Quoted passage —
-------------------------
Medic, part-time construction worker, student: Deployed Airman does it all
By Master Sgt. Kelly Ogden, 12th Air Force (Air Forces Southern)
/ Published May 01, 2014
BELIZE CITY, Belize -- She stands on top of scaffolding at a school addition construction site in Belize, profusely sweating from spending more than 12 hours per day out in the sun, fatigued from laying block after cement block and covered from head to toe in dust and debris. You might think that she has spent every day of her adult life doing construction work because she just fits in, but you'd be wrong.
Senior Airman Alyssa Reno, a Lewiston, Idaho, native, is no engineer. In fact, until about 23 days ago she had never spent a day in her life working on a construction site.
So, what is this 5-foot-tall young Airman doing in Belize?
She's a medic from the 366th Aerospace Medicine Squadron, Mountain Home Air Force Base, Idaho, assigned to the U.S. Southern Command-sponsored New Horizons exercise in Belize. She spends her days rotating amongst four different school construction site projects, providing medical treatment to injured engineers and making sure the military members stay properly hydrated to avoid heat-related injuries.
-------------------------
Entries provided —
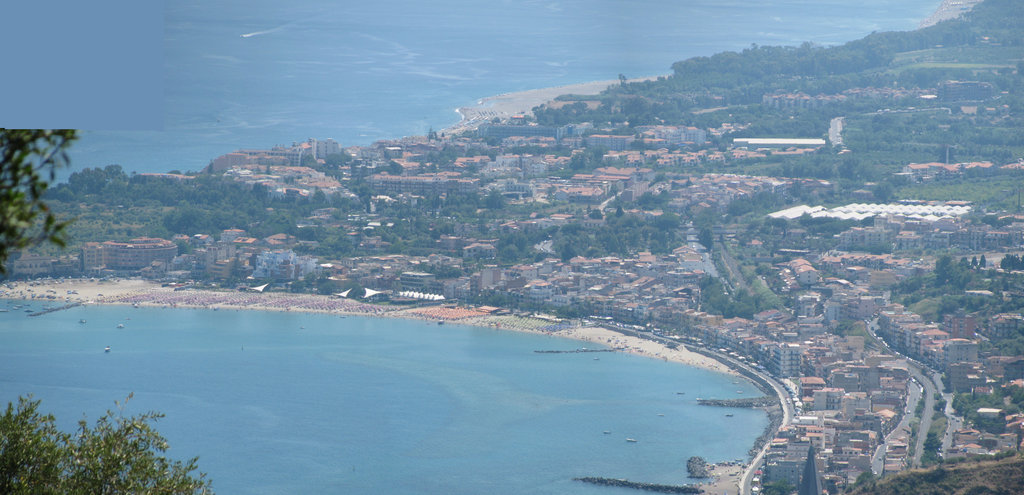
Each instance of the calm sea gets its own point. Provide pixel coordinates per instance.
(294, 403)
(258, 73)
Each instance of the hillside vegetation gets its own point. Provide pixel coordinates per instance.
(981, 478)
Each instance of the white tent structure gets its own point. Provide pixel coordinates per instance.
(421, 295)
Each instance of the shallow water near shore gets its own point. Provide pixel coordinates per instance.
(261, 73)
(299, 403)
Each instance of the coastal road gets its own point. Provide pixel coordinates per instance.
(925, 378)
(787, 415)
(926, 415)
(954, 422)
(879, 459)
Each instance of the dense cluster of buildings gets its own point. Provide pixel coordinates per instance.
(851, 396)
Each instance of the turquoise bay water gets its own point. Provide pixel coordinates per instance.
(358, 72)
(293, 403)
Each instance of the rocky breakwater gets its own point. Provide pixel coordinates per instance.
(649, 487)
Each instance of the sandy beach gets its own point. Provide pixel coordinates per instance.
(145, 293)
(522, 102)
(949, 9)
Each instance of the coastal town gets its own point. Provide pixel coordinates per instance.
(882, 325)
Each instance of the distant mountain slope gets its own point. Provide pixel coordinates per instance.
(1004, 477)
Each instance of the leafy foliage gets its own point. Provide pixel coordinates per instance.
(116, 455)
(28, 162)
(1004, 477)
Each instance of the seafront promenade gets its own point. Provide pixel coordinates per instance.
(138, 292)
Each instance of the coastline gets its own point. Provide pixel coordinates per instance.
(948, 9)
(506, 106)
(144, 293)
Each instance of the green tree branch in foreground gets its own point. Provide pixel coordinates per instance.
(26, 158)
(117, 455)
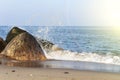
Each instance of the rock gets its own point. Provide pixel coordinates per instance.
(24, 47)
(13, 33)
(56, 48)
(2, 44)
(48, 46)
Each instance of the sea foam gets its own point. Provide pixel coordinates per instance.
(90, 57)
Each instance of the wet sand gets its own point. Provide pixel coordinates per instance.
(23, 73)
(57, 70)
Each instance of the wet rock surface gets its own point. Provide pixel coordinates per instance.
(24, 47)
(13, 33)
(2, 44)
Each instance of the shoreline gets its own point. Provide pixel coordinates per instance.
(24, 73)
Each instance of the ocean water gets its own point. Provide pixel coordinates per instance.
(79, 43)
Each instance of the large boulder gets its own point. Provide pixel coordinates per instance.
(24, 47)
(13, 33)
(2, 44)
(47, 45)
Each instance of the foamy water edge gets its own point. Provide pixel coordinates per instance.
(90, 57)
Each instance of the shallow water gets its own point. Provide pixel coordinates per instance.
(76, 65)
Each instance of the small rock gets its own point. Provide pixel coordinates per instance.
(13, 70)
(66, 72)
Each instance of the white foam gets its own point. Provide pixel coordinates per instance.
(91, 57)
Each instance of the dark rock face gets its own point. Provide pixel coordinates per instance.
(2, 44)
(47, 45)
(13, 32)
(24, 47)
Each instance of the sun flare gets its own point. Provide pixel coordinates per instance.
(112, 13)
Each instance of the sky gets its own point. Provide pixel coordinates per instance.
(60, 12)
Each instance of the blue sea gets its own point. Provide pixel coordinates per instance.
(94, 44)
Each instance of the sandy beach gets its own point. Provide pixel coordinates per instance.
(28, 73)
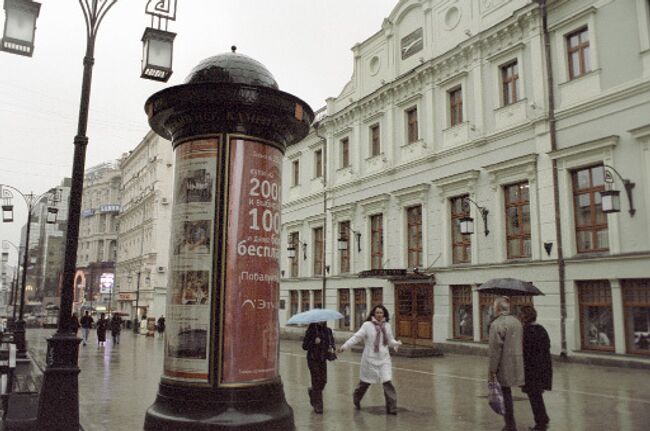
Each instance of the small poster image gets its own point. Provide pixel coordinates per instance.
(194, 186)
(190, 287)
(188, 341)
(192, 237)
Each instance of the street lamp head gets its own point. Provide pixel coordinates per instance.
(157, 53)
(51, 215)
(20, 26)
(466, 225)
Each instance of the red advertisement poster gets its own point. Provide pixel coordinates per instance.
(252, 288)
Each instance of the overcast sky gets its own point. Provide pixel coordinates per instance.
(304, 43)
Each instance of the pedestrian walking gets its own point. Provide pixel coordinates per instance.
(86, 324)
(376, 364)
(320, 347)
(74, 323)
(116, 328)
(506, 355)
(160, 326)
(102, 325)
(538, 367)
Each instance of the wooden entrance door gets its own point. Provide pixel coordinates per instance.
(414, 313)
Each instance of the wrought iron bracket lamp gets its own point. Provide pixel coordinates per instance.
(611, 198)
(343, 241)
(291, 250)
(467, 223)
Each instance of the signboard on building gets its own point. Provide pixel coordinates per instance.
(106, 282)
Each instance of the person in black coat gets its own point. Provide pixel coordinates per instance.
(319, 344)
(538, 367)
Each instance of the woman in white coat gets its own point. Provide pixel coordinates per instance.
(375, 360)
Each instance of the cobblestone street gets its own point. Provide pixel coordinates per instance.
(117, 385)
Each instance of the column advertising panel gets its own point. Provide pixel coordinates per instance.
(190, 279)
(251, 290)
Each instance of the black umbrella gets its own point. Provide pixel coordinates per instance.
(509, 287)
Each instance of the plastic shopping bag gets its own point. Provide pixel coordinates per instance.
(495, 398)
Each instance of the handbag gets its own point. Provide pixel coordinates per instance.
(495, 398)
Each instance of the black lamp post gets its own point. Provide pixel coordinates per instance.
(30, 200)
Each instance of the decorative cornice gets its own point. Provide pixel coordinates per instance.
(606, 143)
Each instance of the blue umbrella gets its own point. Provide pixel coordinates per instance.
(314, 316)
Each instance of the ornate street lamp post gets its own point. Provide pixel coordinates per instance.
(30, 200)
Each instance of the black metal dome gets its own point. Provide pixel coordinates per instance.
(234, 68)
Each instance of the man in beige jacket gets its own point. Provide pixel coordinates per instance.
(506, 355)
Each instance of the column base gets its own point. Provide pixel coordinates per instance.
(58, 407)
(256, 408)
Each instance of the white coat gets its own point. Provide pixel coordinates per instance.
(375, 367)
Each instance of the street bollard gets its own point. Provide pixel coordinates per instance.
(229, 126)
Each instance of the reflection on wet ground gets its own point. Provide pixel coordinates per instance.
(118, 383)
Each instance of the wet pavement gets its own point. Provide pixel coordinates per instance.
(118, 383)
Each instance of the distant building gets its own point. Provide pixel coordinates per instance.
(144, 227)
(446, 117)
(97, 245)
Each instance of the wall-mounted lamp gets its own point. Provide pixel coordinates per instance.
(467, 223)
(343, 241)
(548, 246)
(51, 215)
(611, 198)
(291, 250)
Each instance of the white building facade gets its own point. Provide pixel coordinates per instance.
(447, 116)
(144, 227)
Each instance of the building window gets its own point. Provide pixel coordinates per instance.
(304, 300)
(636, 302)
(412, 125)
(295, 172)
(591, 221)
(360, 307)
(578, 53)
(462, 306)
(461, 244)
(294, 241)
(375, 140)
(455, 106)
(345, 152)
(344, 256)
(318, 163)
(318, 250)
(318, 299)
(596, 321)
(517, 209)
(376, 241)
(293, 302)
(376, 296)
(344, 309)
(414, 236)
(510, 83)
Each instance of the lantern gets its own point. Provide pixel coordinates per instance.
(20, 26)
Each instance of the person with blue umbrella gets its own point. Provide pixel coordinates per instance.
(320, 347)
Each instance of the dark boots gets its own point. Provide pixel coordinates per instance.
(359, 392)
(316, 400)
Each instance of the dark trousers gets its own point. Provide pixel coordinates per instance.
(539, 409)
(318, 372)
(390, 395)
(510, 412)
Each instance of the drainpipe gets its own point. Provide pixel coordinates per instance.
(556, 191)
(324, 288)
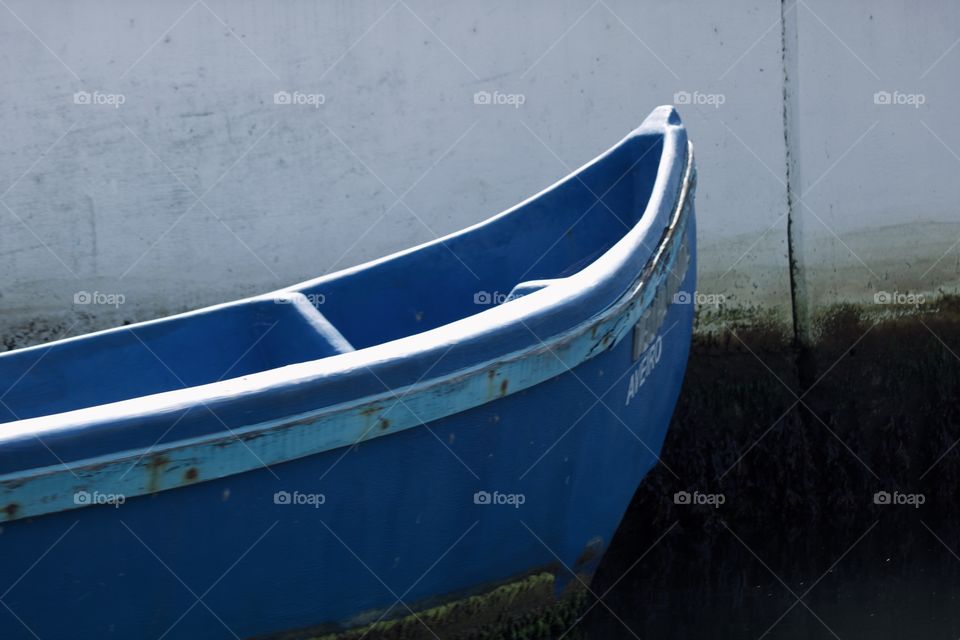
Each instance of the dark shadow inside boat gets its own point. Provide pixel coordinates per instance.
(546, 238)
(551, 236)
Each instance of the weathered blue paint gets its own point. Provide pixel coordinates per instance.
(383, 389)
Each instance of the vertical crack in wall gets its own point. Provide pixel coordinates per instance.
(789, 51)
(799, 300)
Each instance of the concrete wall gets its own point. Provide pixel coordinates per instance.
(198, 188)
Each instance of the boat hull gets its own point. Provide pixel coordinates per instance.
(535, 477)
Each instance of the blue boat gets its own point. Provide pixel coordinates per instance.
(366, 444)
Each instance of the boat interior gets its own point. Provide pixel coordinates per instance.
(533, 245)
-------------------------
Study questions —
A: Reproduce the article about the deployed medic word for word, from "Senior Airman Alyssa" to "doing in Belize?".
B: Answer these questions from the article about the deployed medic:
(i) Where is Senior Airman Alyssa Reno from?
(ii) How many school construction sites does she rotate among?
(iii) Which squadron is she from?

Responses for each task —
A:
Senior Airman Alyssa Reno, a Lewiston, Idaho, native, is no engineer. In fact, until about 23 days ago she had never spent a day in her life working on a construction site.
So, what is this 5-foot-tall young Airman doing in Belize?

B:
(i) Lewiston, Idaho
(ii) Four
(iii) The 366th Aerospace Medicine Squadron, Mountain Home Air Force Base, Idaho